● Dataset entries

start

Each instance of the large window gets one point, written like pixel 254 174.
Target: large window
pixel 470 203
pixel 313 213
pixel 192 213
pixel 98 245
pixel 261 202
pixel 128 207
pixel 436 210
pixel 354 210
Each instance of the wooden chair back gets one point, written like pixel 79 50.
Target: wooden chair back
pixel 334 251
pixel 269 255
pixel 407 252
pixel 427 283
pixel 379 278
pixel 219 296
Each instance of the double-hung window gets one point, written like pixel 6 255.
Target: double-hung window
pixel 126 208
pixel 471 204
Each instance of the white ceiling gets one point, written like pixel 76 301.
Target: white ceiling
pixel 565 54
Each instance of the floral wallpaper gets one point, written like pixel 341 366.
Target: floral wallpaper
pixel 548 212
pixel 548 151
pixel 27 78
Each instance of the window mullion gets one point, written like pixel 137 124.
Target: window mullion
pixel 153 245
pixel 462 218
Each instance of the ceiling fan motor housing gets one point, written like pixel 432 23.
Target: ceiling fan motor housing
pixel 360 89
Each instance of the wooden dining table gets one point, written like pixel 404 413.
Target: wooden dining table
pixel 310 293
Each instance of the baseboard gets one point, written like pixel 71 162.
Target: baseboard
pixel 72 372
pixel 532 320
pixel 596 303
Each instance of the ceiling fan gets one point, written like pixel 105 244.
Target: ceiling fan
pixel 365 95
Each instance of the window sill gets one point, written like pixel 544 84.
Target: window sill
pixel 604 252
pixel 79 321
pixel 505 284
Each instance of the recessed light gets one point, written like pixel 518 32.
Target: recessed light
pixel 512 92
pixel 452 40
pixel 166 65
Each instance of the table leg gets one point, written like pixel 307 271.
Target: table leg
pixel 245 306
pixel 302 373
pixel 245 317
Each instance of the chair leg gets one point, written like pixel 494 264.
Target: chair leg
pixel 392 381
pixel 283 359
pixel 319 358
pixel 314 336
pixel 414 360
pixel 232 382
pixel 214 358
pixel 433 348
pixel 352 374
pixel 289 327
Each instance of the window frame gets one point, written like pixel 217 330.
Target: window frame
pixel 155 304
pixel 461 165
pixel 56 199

end

● Task objective
Put the part of the listing above that opens with the line containing "Each instance of the window frame" and runs through the end of the listing into a numbered list. Leave out any blank lines.

● Solution for this exercise
1. Each instance of the window frame gets one point, written like pixel 217 330.
2. Target: window frame
3. pixel 155 304
4. pixel 461 165
5. pixel 56 199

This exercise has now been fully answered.